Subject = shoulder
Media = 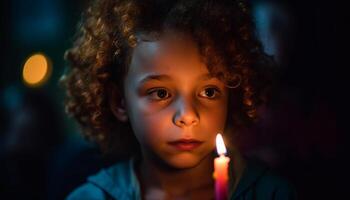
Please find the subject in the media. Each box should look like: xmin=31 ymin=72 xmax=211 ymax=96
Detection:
xmin=233 ymin=161 xmax=297 ymax=200
xmin=67 ymin=160 xmax=139 ymax=200
xmin=66 ymin=183 xmax=105 ymax=200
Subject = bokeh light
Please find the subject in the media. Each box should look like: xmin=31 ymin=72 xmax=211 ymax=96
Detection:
xmin=22 ymin=53 xmax=51 ymax=87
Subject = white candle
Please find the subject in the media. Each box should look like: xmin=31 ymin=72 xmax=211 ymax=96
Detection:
xmin=214 ymin=133 xmax=230 ymax=200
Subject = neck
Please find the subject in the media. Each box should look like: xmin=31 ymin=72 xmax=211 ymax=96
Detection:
xmin=137 ymin=154 xmax=214 ymax=199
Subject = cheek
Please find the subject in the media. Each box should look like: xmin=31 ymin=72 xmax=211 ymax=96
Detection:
xmin=128 ymin=98 xmax=172 ymax=143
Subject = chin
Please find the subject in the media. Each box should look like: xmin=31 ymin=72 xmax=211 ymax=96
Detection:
xmin=167 ymin=153 xmax=202 ymax=169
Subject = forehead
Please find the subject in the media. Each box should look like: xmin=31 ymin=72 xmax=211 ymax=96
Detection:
xmin=128 ymin=33 xmax=209 ymax=78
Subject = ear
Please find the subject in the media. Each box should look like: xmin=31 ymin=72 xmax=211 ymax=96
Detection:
xmin=109 ymin=85 xmax=128 ymax=122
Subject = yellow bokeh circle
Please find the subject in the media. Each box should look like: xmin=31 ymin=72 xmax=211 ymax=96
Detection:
xmin=22 ymin=53 xmax=51 ymax=86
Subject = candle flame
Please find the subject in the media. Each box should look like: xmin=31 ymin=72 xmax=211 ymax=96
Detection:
xmin=216 ymin=133 xmax=226 ymax=155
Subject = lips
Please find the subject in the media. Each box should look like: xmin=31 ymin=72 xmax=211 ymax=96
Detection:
xmin=168 ymin=139 xmax=203 ymax=151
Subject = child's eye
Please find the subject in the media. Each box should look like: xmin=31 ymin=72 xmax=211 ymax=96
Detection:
xmin=199 ymin=87 xmax=220 ymax=99
xmin=147 ymin=88 xmax=170 ymax=100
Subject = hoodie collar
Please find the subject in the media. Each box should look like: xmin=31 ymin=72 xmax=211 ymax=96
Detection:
xmin=229 ymin=157 xmax=268 ymax=200
xmin=88 ymin=159 xmax=141 ymax=199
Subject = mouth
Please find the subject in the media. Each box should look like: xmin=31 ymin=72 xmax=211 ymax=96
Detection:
xmin=168 ymin=139 xmax=203 ymax=151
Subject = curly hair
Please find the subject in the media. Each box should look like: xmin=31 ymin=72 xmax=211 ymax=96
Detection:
xmin=62 ymin=0 xmax=273 ymax=156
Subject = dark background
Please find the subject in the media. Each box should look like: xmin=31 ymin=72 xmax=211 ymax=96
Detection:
xmin=0 ymin=0 xmax=349 ymax=199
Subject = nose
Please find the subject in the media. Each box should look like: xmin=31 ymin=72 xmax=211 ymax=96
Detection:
xmin=173 ymin=96 xmax=199 ymax=127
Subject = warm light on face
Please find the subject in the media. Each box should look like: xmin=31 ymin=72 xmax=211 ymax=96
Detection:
xmin=22 ymin=54 xmax=51 ymax=86
xmin=216 ymin=133 xmax=226 ymax=155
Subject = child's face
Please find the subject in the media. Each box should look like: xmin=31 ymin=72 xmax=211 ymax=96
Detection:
xmin=124 ymin=33 xmax=228 ymax=169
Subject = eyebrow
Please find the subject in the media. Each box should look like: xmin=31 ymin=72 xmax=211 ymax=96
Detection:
xmin=139 ymin=74 xmax=215 ymax=85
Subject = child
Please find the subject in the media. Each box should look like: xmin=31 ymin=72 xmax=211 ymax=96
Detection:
xmin=63 ymin=0 xmax=294 ymax=200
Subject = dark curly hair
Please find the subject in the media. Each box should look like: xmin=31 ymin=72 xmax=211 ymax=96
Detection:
xmin=62 ymin=0 xmax=273 ymax=156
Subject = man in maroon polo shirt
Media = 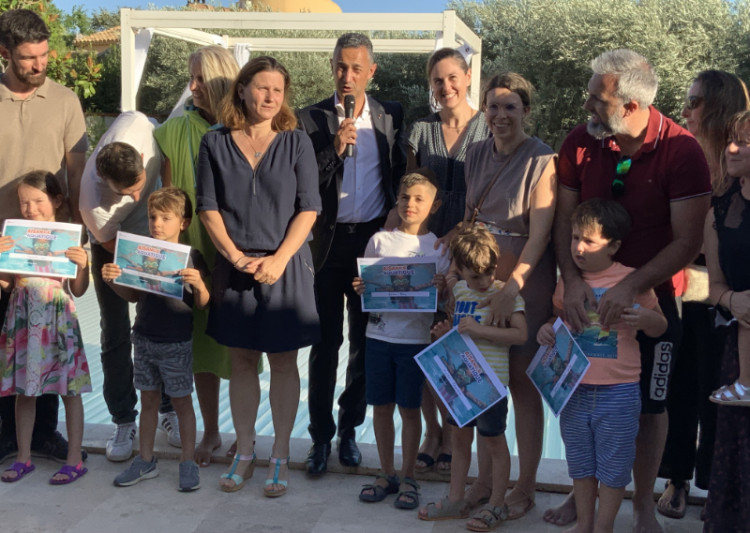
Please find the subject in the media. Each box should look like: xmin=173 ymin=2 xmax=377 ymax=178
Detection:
xmin=544 ymin=49 xmax=711 ymax=533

....

* What you will do
Copy the data word for word, beginning at its first line and stopping after the line that contains "xmin=128 ymin=98 xmax=172 ymax=143". Leave the pictures out of your copy.

* Worked answer
Subject = shoulder
Media = 
Please find the subject in the media. Each box should look like: xmin=31 ymin=72 xmax=211 ymax=96
Detection:
xmin=233 ymin=161 xmax=297 ymax=200
xmin=67 ymin=160 xmax=139 ymax=200
xmin=66 ymin=183 xmax=105 ymax=200
Subject = bokeh light
Please find the subject in the media. Each box should look like: xmin=31 ymin=72 xmax=211 ymax=96
Detection:
xmin=22 ymin=53 xmax=51 ymax=87
Subject = white candle
Please find the subject in the media. Each box should look like: xmin=31 ymin=72 xmax=211 ymax=96
Detection:
xmin=214 ymin=133 xmax=230 ymax=200
Subject = neck
Please find the subject in the media. Each box should look like: xmin=31 ymin=72 xmax=211 ymax=96
Detection:
xmin=137 ymin=154 xmax=214 ymax=199
Subject = cheek
Please find the subject in the media. Each box should look like: xmin=31 ymin=72 xmax=211 ymax=96
Detection:
xmin=128 ymin=98 xmax=172 ymax=143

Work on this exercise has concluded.